* PROVIDED PASSAGE *
- Opening Delimiter -

- Born: 15 May 1851 Bengal
- Died: 14 January 1929 (aged 71)
- Occupation: Surgeon

= Alexander Willcocks =

Alexander John Willcocks (15 May 1851-14 January 1929) was a British Civil Surgeon in Bulandshahr, North West Provinces, India.

==Early life and education==
Alexander Willcocks was born on 15 May 1851. His brothers included Sir James Willcocks and Sir William Willcocks. He trained in medicine at Aberdeen University and Guy's Hospital, gaining his MBCM in 1873, and MD from Aberdeen in 1883.

==Career==
According to Frederic Growse in his book titled Bulandshahr: Or, Sketches of an Indian District, between April 1883 and March 1884, as Civil Surgeon based at Bulandshahr, Willcocks performed near three times as many operations there as had been done the previous year.

==Death==
Willcocks died on 14 January 1929 at Dehradun.

==Selected publications==
- Willcocks, AJ (1884). "A Year's Ophthalmic and General Surgery."
- Willcocks, AJ (1885). "Nine Cases of Ovariotomy."
- Willcocks, AJ (1887). "Prince of Wales' Hospital, Benares: Case of Ovariotomy."

- Closing Delimiter -

* DATASET *
- Opening Delimiter -

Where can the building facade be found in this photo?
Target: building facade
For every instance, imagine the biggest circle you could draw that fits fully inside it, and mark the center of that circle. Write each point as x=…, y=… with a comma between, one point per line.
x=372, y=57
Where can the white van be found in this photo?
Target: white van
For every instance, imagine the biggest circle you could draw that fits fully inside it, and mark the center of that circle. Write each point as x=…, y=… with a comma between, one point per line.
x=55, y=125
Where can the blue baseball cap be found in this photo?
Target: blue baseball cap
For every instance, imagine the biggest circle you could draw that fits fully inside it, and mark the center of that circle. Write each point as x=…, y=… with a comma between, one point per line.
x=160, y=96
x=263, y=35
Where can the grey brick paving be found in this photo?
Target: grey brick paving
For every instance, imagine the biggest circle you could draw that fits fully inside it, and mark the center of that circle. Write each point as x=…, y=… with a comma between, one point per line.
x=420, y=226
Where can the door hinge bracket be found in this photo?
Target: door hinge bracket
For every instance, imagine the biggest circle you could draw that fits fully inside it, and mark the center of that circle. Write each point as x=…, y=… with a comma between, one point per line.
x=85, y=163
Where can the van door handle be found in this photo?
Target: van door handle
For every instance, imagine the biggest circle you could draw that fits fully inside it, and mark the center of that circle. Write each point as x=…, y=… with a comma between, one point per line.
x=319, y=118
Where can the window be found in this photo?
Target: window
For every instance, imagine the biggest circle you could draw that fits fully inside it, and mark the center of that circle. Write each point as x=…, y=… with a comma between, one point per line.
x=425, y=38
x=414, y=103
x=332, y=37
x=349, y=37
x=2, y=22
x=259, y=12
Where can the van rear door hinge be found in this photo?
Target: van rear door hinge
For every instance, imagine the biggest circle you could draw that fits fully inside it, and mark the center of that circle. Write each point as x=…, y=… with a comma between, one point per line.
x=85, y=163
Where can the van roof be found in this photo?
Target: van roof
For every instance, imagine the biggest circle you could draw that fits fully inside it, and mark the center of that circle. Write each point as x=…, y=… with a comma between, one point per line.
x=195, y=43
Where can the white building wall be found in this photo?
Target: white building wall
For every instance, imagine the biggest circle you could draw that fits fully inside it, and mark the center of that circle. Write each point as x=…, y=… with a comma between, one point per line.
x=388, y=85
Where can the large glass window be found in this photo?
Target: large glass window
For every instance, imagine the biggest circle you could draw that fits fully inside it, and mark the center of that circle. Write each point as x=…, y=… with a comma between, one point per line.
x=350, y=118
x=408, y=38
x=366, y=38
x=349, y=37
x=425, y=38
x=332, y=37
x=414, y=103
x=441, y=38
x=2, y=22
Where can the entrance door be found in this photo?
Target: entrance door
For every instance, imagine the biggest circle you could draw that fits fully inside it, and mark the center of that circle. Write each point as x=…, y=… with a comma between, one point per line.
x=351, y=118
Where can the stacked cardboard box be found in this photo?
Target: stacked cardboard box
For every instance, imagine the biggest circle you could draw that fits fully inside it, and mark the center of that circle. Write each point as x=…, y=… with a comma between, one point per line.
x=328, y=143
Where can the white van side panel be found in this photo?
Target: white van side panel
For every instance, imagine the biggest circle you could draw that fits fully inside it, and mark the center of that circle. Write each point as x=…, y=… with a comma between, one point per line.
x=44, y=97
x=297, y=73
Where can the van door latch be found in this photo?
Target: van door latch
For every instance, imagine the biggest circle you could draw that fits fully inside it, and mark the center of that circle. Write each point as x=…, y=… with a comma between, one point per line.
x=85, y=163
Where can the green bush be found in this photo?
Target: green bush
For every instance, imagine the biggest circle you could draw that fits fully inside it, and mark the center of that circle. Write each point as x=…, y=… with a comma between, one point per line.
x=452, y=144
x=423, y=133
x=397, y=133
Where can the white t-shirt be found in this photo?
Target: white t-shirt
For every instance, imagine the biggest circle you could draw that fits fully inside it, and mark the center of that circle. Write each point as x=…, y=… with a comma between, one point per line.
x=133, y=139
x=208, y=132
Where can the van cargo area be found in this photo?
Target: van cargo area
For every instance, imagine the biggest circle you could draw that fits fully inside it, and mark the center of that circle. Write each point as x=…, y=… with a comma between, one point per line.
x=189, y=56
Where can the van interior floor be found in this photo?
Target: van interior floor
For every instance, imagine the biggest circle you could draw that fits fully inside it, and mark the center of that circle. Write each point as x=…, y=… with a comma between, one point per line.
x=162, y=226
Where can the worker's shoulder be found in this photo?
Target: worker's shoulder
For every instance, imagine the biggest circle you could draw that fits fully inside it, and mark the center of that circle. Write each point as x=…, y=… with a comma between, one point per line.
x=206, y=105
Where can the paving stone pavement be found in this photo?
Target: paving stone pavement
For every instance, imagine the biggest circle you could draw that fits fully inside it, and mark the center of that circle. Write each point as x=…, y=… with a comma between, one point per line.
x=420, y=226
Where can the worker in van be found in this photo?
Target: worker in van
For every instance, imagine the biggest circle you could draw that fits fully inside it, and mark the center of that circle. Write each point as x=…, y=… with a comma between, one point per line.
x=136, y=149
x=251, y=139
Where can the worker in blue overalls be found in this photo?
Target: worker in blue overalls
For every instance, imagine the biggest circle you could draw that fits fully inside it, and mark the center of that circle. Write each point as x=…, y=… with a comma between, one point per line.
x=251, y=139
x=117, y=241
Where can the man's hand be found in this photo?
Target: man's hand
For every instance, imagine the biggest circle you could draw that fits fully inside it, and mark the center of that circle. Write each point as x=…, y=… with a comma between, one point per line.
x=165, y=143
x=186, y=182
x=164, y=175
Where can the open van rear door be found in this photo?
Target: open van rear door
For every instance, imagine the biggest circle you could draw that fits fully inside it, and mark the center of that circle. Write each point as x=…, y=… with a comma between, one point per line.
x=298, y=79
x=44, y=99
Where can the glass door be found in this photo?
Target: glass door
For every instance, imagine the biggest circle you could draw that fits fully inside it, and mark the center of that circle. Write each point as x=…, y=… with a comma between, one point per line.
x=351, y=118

- Closing Delimiter -
- Opening Delimiter -

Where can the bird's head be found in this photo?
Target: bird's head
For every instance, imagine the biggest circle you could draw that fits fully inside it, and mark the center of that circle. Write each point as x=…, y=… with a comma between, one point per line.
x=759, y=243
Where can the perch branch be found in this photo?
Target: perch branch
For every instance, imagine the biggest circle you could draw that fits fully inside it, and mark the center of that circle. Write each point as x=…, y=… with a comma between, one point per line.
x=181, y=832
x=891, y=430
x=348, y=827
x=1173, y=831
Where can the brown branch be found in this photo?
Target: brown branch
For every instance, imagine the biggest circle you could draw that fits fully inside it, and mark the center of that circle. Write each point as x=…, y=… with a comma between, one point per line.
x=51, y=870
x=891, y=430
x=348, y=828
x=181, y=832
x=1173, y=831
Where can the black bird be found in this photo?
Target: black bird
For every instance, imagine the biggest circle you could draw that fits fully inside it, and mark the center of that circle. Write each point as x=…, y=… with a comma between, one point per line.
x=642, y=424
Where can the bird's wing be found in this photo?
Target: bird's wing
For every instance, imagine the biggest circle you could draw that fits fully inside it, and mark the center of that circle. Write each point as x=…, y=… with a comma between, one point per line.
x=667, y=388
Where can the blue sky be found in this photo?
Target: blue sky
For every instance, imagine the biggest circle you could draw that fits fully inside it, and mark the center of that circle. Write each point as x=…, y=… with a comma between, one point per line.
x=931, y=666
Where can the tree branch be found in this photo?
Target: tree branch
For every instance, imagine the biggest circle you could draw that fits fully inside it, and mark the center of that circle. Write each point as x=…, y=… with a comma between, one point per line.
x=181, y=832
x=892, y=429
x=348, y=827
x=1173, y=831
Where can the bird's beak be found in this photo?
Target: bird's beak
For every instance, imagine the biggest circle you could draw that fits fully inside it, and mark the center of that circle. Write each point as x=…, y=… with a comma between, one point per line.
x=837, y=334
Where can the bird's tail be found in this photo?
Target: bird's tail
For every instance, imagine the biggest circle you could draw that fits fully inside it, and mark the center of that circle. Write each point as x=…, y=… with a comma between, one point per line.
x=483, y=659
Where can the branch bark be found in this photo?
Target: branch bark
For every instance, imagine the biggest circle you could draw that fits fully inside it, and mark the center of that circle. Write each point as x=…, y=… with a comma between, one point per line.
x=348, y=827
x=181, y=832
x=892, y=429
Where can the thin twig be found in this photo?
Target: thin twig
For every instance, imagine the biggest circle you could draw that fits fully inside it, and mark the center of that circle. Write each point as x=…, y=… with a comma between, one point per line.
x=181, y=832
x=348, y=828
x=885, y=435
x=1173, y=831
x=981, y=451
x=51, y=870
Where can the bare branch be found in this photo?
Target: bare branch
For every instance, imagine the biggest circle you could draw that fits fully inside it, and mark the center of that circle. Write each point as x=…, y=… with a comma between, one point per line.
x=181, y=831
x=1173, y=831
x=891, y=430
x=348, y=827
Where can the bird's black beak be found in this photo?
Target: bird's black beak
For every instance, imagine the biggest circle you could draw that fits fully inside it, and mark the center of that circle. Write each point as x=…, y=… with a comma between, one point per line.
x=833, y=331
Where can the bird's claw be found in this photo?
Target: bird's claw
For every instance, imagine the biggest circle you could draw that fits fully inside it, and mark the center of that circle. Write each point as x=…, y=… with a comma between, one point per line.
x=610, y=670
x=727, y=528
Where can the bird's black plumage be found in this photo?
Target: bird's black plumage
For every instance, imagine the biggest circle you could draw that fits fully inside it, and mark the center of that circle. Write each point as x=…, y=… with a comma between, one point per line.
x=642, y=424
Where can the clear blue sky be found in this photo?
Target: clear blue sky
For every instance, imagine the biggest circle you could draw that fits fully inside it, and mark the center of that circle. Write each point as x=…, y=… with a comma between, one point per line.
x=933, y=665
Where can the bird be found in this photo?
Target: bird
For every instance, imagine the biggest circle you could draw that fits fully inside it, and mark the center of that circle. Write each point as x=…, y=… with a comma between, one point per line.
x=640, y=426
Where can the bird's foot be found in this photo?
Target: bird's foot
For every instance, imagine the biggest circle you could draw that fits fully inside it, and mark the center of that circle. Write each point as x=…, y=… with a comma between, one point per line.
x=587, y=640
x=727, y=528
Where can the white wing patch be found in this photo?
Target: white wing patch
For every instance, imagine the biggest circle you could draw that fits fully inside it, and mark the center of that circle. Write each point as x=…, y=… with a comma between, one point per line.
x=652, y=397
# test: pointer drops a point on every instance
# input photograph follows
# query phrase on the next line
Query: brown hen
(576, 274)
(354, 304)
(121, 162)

- Closing Delimiter -
- Opening Delimiter -

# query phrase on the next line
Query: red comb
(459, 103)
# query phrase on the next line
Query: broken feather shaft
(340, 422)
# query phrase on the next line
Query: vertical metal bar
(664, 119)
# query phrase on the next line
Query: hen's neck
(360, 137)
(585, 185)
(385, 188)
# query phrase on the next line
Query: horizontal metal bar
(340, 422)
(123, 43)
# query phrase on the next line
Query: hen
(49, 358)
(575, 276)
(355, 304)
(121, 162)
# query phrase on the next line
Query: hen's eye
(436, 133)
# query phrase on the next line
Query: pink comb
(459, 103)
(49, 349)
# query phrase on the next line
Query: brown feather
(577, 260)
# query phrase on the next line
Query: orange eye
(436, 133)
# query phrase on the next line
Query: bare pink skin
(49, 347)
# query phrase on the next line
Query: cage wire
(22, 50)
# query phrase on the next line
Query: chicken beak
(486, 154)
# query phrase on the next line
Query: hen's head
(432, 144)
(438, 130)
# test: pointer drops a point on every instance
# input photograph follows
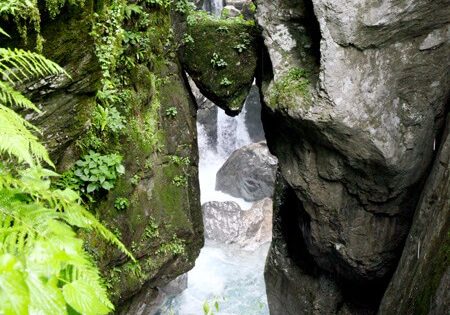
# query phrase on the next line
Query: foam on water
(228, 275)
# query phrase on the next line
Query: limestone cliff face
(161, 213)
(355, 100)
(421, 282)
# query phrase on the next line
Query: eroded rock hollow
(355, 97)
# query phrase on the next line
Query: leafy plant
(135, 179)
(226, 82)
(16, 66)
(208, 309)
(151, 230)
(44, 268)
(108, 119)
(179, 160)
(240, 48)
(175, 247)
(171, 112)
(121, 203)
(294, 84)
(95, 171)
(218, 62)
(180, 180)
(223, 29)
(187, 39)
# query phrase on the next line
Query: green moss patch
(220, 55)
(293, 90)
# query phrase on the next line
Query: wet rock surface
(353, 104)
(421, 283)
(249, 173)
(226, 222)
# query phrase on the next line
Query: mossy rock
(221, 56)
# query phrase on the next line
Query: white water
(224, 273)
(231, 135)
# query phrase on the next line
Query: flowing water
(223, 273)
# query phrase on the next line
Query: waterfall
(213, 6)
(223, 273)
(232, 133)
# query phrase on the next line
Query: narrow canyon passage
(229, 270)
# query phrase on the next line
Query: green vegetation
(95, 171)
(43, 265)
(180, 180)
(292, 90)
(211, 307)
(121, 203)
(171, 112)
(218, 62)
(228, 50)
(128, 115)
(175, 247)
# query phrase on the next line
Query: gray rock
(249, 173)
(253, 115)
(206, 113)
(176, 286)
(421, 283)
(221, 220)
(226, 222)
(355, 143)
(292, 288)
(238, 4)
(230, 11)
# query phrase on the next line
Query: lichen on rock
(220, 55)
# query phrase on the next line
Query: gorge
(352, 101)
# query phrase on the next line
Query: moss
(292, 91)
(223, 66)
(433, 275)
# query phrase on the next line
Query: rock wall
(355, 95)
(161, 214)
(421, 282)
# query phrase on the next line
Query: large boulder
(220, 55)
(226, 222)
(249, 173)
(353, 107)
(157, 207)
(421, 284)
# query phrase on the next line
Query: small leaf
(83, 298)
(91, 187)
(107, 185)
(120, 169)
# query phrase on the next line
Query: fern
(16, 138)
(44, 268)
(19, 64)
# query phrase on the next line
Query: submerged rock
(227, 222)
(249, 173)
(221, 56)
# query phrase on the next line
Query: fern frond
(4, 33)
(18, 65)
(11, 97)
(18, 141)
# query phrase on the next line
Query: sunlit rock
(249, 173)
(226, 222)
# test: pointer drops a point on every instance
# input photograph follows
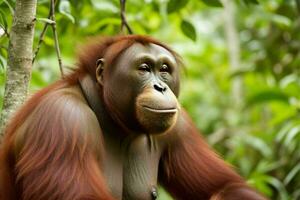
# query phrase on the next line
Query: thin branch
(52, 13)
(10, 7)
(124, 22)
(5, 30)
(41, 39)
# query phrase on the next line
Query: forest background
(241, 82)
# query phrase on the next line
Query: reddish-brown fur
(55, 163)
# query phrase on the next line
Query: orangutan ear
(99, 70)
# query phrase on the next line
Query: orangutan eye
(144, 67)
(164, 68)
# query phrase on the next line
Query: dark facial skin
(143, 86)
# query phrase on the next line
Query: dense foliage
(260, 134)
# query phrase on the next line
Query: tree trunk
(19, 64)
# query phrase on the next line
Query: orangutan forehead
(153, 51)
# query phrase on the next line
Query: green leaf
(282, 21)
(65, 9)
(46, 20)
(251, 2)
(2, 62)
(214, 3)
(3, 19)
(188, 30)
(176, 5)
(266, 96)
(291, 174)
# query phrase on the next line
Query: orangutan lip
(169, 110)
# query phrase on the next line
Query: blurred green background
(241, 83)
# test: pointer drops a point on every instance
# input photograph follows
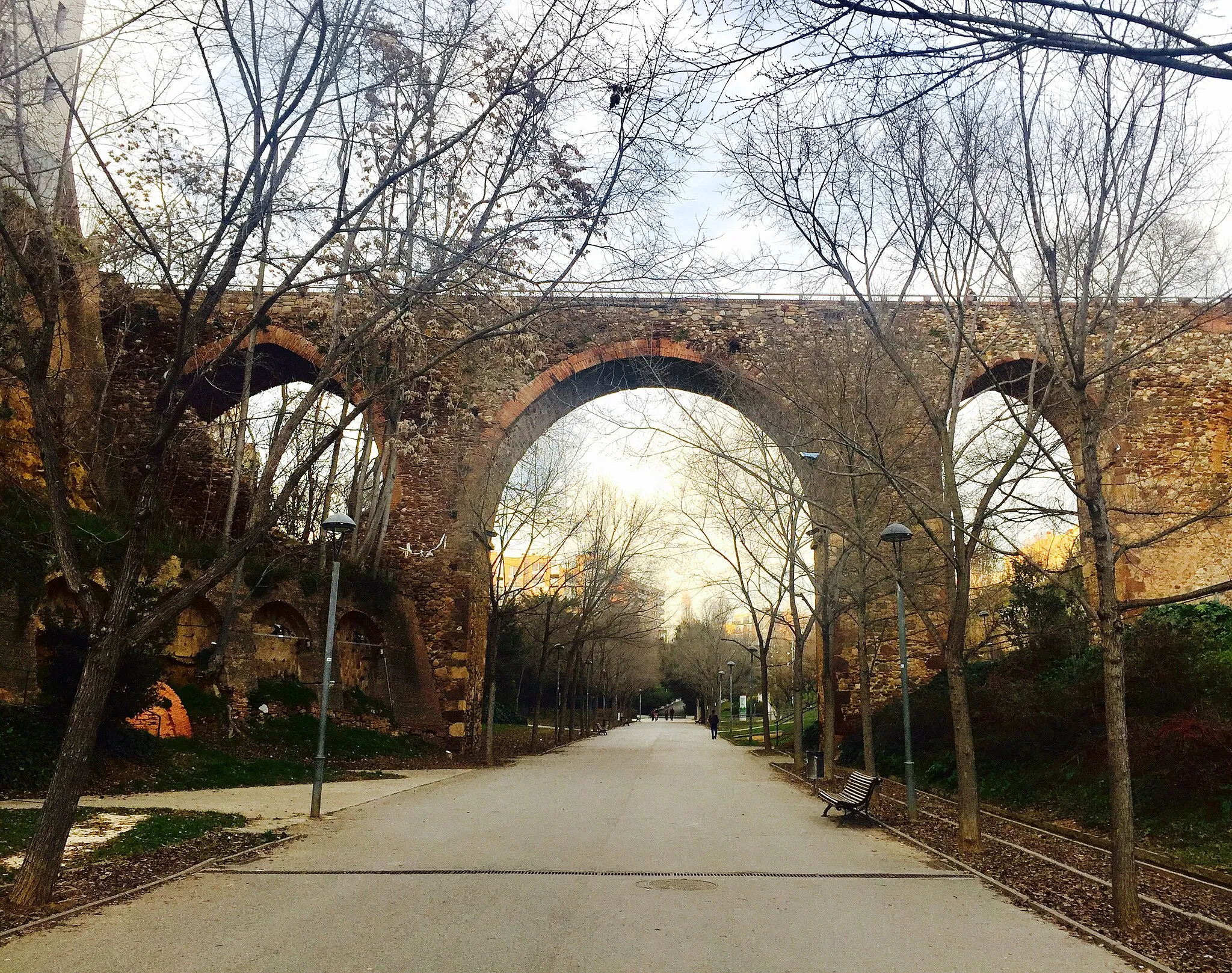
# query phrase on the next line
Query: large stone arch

- Closing Delimiter -

* WHAT YOU SHOULD DO *
In the Alexander Willcocks article, rewrite the part from "- Born: 15 May" to "Aberdeen in 1883.", substituting "St Thomas' Hospital" for "Guy's Hospital". The material has no connection to the article on Alexander Willcocks.

* OUTPUT *
- Born: 15 May 1851 Bengal
- Died: 14 January 1929 (aged 71)
- Occupation: Surgeon

= Alexander Willcocks =

Alexander John Willcocks (15 May 1851-14 January 1929) was a British Civil Surgeon in Bulandshahr, North West Provinces, India.

==Early life and education==
Alexander Willcocks was born on 15 May 1851. His brothers included Sir James Willcocks and Sir William Willcocks. He trained in medicine at Aberdeen University and St Thomas' Hospital, gaining his MBCM in 1873, and MD from Aberdeen in 1883.